## PROBLEM TO SOLVE
Look through the material for lines with the word "shaped", and copy each one.

## DATA LISTING
= Beginning of Section =
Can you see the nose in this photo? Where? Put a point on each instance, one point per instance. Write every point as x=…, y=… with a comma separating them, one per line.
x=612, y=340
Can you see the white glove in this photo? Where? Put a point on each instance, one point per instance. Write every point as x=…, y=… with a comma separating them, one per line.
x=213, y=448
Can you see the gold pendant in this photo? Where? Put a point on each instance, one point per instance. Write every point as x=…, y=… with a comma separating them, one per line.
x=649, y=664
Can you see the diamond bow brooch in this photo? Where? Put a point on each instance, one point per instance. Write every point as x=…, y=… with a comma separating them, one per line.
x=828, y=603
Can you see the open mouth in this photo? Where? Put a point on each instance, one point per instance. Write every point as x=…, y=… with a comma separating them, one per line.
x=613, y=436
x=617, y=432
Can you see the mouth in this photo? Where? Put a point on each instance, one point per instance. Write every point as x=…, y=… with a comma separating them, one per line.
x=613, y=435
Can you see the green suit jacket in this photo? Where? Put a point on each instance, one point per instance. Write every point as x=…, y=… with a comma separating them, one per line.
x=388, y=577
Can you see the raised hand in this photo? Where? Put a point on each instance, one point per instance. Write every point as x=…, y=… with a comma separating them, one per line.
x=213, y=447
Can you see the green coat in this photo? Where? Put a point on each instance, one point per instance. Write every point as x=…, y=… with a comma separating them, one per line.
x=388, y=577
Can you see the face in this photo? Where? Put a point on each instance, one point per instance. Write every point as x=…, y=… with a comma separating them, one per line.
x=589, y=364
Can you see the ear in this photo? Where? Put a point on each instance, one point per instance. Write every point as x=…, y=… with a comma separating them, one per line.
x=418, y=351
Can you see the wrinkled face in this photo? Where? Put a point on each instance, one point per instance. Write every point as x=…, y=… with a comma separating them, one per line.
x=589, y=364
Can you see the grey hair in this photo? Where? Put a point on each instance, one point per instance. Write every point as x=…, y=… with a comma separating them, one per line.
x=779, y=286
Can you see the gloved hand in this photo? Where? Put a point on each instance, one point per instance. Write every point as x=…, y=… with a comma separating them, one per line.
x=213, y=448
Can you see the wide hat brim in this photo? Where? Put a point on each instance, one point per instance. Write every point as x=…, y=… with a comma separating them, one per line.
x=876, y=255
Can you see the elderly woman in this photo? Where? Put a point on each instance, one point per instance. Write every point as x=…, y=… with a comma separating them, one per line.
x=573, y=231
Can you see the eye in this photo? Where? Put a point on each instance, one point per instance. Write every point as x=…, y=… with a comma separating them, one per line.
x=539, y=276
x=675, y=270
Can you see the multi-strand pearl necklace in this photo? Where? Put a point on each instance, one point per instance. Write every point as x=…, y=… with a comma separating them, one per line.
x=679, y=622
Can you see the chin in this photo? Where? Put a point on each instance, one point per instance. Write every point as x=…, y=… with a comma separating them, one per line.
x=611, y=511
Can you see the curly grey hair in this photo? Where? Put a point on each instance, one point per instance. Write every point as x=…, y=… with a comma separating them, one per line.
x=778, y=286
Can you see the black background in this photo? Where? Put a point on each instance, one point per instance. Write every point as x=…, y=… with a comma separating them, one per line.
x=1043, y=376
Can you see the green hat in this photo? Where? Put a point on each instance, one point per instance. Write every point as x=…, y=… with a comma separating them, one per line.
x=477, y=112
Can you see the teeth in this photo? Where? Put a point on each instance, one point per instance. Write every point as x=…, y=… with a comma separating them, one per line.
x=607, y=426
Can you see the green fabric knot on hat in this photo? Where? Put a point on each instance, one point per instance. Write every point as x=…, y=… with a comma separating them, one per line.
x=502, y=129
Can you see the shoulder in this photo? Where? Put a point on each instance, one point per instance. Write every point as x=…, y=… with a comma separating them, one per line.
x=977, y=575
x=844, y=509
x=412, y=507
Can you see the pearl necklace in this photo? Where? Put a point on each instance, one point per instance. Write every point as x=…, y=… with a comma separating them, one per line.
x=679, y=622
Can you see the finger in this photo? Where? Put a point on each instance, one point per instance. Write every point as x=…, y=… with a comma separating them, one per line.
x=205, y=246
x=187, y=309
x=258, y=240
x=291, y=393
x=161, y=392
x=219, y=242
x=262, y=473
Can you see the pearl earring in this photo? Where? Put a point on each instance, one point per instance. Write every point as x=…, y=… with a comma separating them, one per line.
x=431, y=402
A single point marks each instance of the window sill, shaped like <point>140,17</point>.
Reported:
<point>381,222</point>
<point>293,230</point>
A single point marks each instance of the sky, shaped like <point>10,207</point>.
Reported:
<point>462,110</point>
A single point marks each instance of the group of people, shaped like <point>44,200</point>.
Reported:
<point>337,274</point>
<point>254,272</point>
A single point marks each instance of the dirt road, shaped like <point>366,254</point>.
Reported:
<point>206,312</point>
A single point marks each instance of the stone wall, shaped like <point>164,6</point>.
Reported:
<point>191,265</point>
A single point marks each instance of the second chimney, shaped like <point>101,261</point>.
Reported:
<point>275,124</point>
= End of Section =
## SOLUTION
A single point marks each instance of the window sill, shaped like <point>140,17</point>.
A single point marks each instance of the sky, shaped like <point>10,207</point>.
A single point marks each instance of the group of people, shaped like <point>44,200</point>.
A single point marks each instance of the dirt road, shaped like <point>366,254</point>.
A single point marks each instance of the stone wall, shaped like <point>164,6</point>.
A single point marks each instance of the second chimney, shaped like <point>101,261</point>.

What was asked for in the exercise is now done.